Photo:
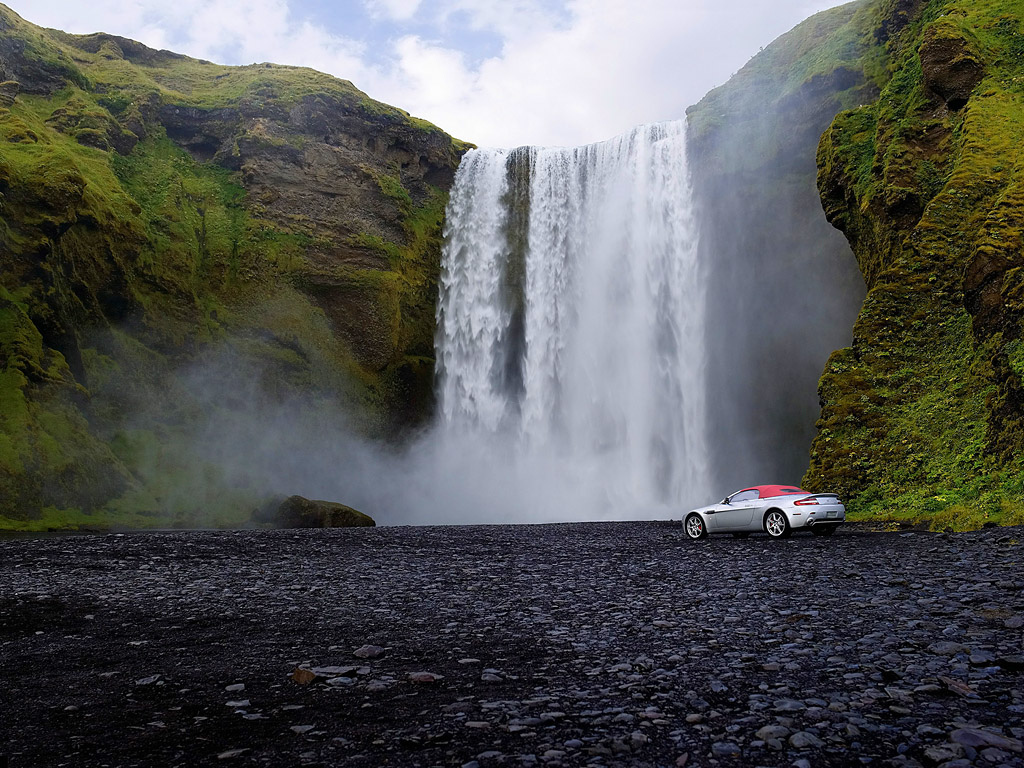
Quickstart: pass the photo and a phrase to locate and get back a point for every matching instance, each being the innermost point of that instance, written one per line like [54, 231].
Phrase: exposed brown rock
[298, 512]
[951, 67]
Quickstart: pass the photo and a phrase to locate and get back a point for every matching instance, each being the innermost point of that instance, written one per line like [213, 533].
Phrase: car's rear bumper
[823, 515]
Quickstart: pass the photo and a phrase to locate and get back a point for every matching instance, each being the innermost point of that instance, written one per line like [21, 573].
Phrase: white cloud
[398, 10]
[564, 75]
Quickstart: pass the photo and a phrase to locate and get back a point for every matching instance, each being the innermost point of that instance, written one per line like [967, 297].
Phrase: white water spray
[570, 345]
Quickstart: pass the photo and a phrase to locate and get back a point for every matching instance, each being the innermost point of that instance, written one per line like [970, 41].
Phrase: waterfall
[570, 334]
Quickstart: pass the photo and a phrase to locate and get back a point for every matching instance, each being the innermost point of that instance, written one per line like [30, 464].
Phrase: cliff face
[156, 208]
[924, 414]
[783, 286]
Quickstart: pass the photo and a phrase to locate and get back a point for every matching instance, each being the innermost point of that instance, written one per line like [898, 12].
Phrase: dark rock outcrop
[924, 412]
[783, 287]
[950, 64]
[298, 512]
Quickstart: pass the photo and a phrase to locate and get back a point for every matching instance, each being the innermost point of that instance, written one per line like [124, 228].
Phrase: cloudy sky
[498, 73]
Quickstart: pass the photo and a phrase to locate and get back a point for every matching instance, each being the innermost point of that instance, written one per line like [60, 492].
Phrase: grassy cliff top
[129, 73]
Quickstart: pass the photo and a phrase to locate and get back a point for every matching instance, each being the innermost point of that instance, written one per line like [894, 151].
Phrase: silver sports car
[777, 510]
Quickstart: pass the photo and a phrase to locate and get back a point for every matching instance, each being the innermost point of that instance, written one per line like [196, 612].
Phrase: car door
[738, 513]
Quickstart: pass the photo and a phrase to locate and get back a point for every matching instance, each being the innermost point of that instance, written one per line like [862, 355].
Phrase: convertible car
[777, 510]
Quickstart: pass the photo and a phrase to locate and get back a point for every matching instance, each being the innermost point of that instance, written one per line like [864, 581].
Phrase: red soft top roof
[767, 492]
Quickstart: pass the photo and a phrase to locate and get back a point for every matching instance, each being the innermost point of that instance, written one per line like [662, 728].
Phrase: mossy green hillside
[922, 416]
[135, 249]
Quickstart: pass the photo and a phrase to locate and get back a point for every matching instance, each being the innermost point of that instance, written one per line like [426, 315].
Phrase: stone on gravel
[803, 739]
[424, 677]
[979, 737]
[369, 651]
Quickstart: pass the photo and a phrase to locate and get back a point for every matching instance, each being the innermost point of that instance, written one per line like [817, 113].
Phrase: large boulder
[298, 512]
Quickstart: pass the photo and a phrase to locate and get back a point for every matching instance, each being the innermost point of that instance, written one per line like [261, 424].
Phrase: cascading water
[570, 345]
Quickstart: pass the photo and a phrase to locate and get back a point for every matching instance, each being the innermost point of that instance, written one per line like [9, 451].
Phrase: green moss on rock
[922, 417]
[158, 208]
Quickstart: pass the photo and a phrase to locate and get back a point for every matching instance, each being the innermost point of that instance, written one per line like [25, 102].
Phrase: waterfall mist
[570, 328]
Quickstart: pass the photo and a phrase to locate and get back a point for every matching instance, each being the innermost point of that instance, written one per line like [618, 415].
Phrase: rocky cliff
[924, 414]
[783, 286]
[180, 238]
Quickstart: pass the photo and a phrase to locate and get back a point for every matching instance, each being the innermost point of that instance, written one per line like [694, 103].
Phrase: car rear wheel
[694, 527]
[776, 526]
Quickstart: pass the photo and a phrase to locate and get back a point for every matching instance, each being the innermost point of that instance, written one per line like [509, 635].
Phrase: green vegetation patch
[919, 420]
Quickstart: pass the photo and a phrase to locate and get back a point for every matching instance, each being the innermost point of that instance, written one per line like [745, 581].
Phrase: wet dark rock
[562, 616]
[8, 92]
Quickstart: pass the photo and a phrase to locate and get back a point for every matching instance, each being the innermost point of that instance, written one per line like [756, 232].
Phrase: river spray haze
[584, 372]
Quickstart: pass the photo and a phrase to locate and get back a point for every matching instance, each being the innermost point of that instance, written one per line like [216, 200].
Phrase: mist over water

PROBLEM DESCRIPTION: Format every line of the records above as a numbered list, omitting blank lines and leaving the pictures out.

ANSWER:
1. Photo:
2. Quickstart: pass the photo and a phrase to locate and get back a point for every matching instance, each being the innermost point of that instance, written one per line like [54, 231].
3. Phrase: exposed brown rock
4. [298, 512]
5. [951, 67]
6. Quickstart: pass the photo and a phrase to locate and get back a point for every matching instance, each being the innermost point of that instance, written one per line like [213, 533].
7. Phrase: car's rear bumper
8. [823, 515]
9. Quickstart: pass the photo and a phrase to locate and get back a point for every matching instance, each being the innermost point of that instance, written one per line like [21, 573].
10. Phrase: white cloud
11. [398, 10]
12. [564, 75]
13. Quickstart: pass the photo and a phrase to locate and get back a point for every matching instance, each being the innermost point of that instance, written one per line like [967, 297].
14. Phrase: white water spray
15. [570, 345]
16. Quickstart: pass the photo and a phrase to locate and get back a point for every matching instance, each being the innermost point of that instance, written one per line like [970, 41].
17. Phrase: waterfall
18. [570, 334]
19. Quickstart: pass the photo and a phrase to locate and get back a point for every matching instance, each being the innermost point of that instance, written one per line like [30, 464].
20. Phrase: cliff face
21. [156, 208]
22. [924, 414]
23. [783, 286]
24. Quickstart: pass the photo and a phrase to locate and get back a point for every matching instance, each being the innermost point of that instance, written one per line like [898, 12].
25. Phrase: dark rock outcrop
26. [924, 412]
27. [783, 287]
28. [950, 64]
29. [298, 512]
30. Quickstart: pass the photo and a phrase to locate and get back a point for every matching instance, each being the innermost point of that instance, written one per line like [124, 228].
31. Phrase: cloudy sky
32. [498, 73]
33. Quickstart: pass the photo and a phrase to locate and get back a point for every matching instance, each being the innermost point of that instance, written one per line like [60, 492].
34. Phrase: grassy cliff top
35. [129, 73]
36. Quickstart: pass the photo and a phrase to locate and get back a point for every matching instance, each being the innermost point of that instance, written one per line like [894, 151].
37. Phrase: silver sports car
38. [777, 510]
39. Quickstart: pass the photo and a phrase to locate and get back a point for every matching instance, each being the innermost point of that instance, written one per line like [196, 612].
40. Phrase: car door
41. [738, 513]
42. Quickstart: pass the photo and a phrase to locate and get back a point for every matching instance, each being the innermost point of that instance, written one per line like [862, 355].
43. Phrase: convertible car
44. [777, 510]
45. Quickstart: pass the photo and a phrase to locate and get back a point for every matching instance, each being the innermost point of that instance, written one per line like [864, 581].
46. Phrase: red soft top roof
47. [767, 492]
48. Quickstart: pass the photo and a phrase to locate and get back a point for every matching instance, each being the innermost point of that instance, written one per line like [662, 728].
49. Phrase: mossy green hillside
50. [922, 416]
51. [135, 249]
52. Quickstart: pass the photo and a phrase to locate and get back a point for every matching instance, each being the innermost point of that instance, written one per line like [426, 315].
53. Phrase: stone on gravel
54. [803, 739]
55. [424, 677]
56. [979, 737]
57. [369, 651]
58. Quickstart: pass the photo and a phrase to locate and get back a point for every matching instance, each being the innermost point of that instance, written one per line like [817, 113].
59. Phrase: large boulder
60. [298, 512]
61. Quickstart: pass the photo and a phrase to locate and get back a point for every matching instance, each being the innermost point of that instance, written one per line like [261, 424].
62. Phrase: cascading water
63. [570, 345]
64. Quickstart: pass the photo and a phrase to locate and get back a point for every matching instance, each being the innermost point of that instance, written one per line like [9, 451].
65. Phrase: green moss on rock
66. [922, 417]
67. [158, 208]
68. Quickstart: pass the photo and a phrase to locate and get back a point for every matching instance, each being the innermost point of that instance, written one per line like [25, 102].
69. Phrase: waterfall mist
70. [570, 328]
71. Quickstart: pass the photo and a phrase to locate and get back a point for every matching instance, each being the innermost point of that instance, written one per line like [618, 415].
72. Phrase: rocky cliff
73. [924, 414]
74. [783, 286]
75. [180, 238]
76. Quickstart: pass the photo and a phrase to locate and get back a point for every matching instance, each being the innermost point of that instance, written one per line like [694, 103].
77. Phrase: car rear wheel
78. [694, 527]
79. [776, 526]
80. Quickstart: pass the photo and a phrase to locate and get back a point for every matching instance, each being the innermost point of that instance, written one per line like [509, 635].
81. Phrase: green vegetation patch
82. [919, 420]
83. Quickstart: pass the photo and a phrase to locate and get back a point for every matching instance, each being the innermost point of that instance, written one per line like [745, 581].
84. Phrase: wet dark rock
85. [562, 616]
86. [8, 92]
87. Quickstart: pass the photo and a phrase to locate and get back a point for every matching instance, each being the innermost point of that instance, written one per line like [756, 232].
88. Phrase: river spray haze
89. [584, 372]
90. Quickstart: pass the photo and a phrase to locate and get back a point for every matching instance, each being the innermost point of that instance, written one per line like [216, 200].
91. Phrase: mist over water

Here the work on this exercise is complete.